### Document
* BEGIN *
Following the experimental model scale and developed in the laboratory, as discussed previously, the length of the wave generation zone (W.G. zone) and wave removal zone (W.R. zone) is 700 m in the X direction, 5 m in the Y direction, and 25 m in the Z direction. The still water level (d) is 10.00 m; the wave structure interaction zone (W.S.I. zone) and the structure’s geometry remain consistent with the details provided in the previous paragraph and are executed at prototype scale. A damping zone defined by a special geometry component, properly dimensioned as a function of a wavelength, called a wave absorber, is added in the numerical domain. It is completely open to fluid flow but applies damping to wave motion. The damping coefficient increases linearly in the wave propagation direction from 0 to 1.0 s ⁻¹ in the sponge layer according to developer of the Flow3D HYDRO 2024R1^® software.

The boundary conditions have been applied at the side of the 3D numerical domain. On the right side, a condition of pressure “P” is applied that allows fluid to outflow but with specific distribution; this is necessary to keep a constant fluid level in the flume during long-time simulation. The waves are generated through the mass source with a specific conversion of spectral parameters into the volume flow rate.

The random waves (Jonswap spectrum shape) have been generated from a solid element, located below the still water level.

From it, a flow has been introduced according to mass source theory [19].

$${\displaystyle \frac{\partial u}{\partial x}}+{\displaystyle \frac{\partial v}{\partial y}}=\mathrm{s}\left(\mathrm{x},\mathrm{y},\mathrm{t}\right) in \mathsf{\Omega },$$

(9)

where s(x,y,t) is the nonzero mass source function within the source region $\mathsf{\Omega }$.

Inverse Fourier transformation can reconstruct a wave train from a known energy spectrum of an irregular wave train by superposing a finite number of wave modes from i = 1 to n

$${\mathrm{s}}_{\mathrm{p}}(\mathrm{t})=\sum _{i=1}^n\left[C_i{H}_i\sin ({\omega }_{i}t+{\phi }_i\right]$$

(10)
* END *
Dataset records on object locations
* BEGIN *
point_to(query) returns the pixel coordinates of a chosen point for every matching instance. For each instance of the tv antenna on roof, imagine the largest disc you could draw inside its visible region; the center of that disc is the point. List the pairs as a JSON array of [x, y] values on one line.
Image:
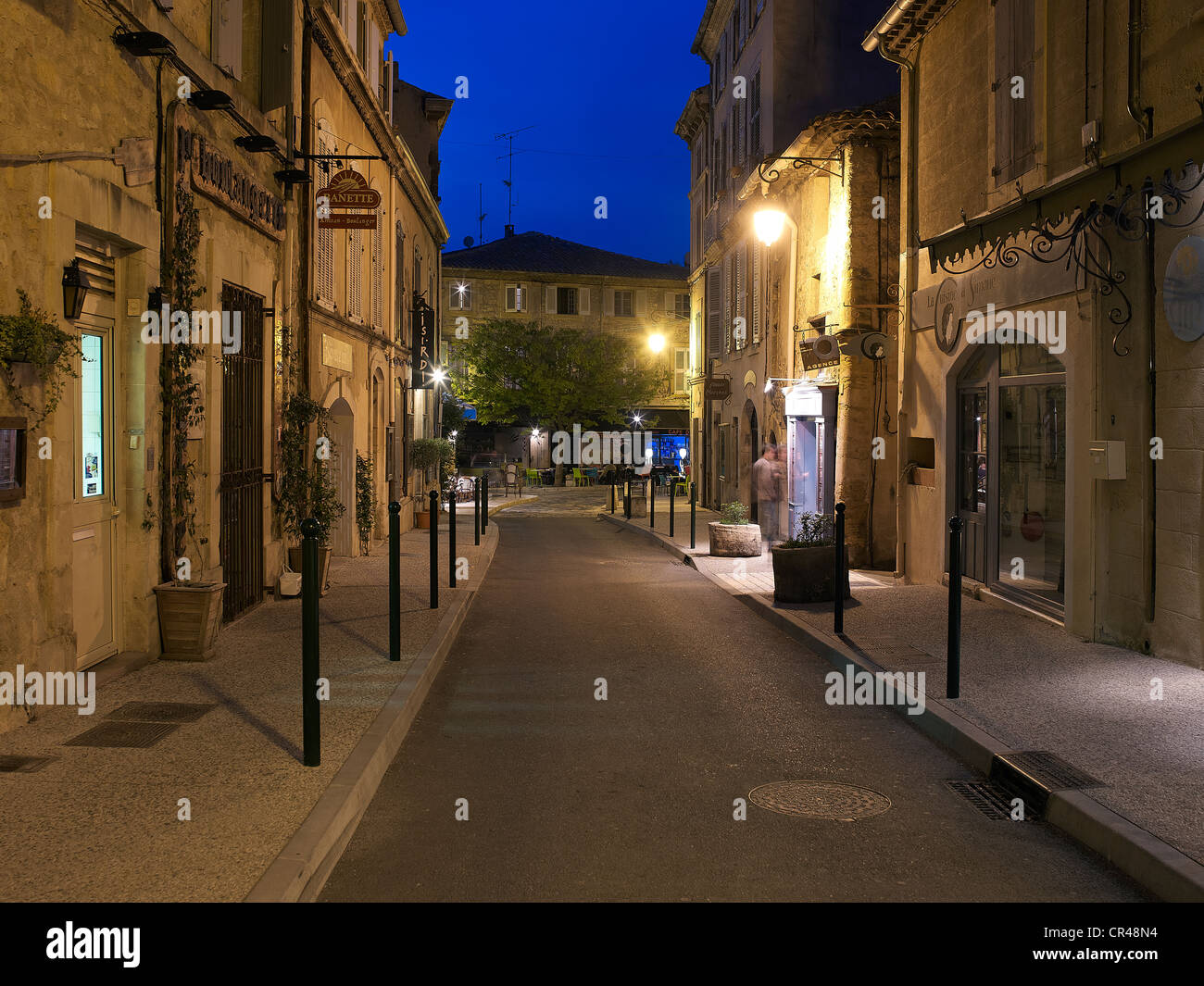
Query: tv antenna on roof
[[509, 182]]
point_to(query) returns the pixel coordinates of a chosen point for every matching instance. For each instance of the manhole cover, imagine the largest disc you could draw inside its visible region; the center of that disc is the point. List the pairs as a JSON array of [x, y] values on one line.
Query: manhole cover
[[119, 733], [11, 764], [161, 712], [820, 800]]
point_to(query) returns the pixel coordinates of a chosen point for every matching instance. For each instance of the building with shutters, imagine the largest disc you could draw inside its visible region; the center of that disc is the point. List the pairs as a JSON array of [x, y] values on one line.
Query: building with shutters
[[540, 279], [101, 191], [1054, 181], [778, 70]]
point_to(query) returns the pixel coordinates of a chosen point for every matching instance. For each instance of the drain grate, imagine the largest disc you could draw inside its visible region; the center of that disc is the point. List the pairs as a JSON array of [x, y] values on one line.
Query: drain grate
[[991, 800], [1050, 772], [11, 764], [160, 712], [119, 733], [820, 800]]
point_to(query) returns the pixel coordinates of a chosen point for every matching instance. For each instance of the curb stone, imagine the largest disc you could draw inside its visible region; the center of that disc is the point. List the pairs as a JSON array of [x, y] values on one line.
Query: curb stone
[[302, 867], [1154, 864]]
* END *
### Exercise instructions
Can you rewrite the wave flume text starting at "The boundary conditions" and ending at "source theory [19].", with "random waves" replaced by "irregular waves"? Work only from the wave flume text.

### Result of this exercise
The boundary conditions have been applied at the side of the 3D numerical domain. On the right side, a condition of pressure “P” is applied that allows fluid to outflow but with specific distribution; this is necessary to keep a constant fluid level in the flume during long-time simulation. The waves are generated through the mass source with a specific conversion of spectral parameters into the volume flow rate.

The irregular waves (Jonswap spectrum shape) have been generated from a solid element, located below the still water level.

From it, a flow has been introduced according to mass source theory [19].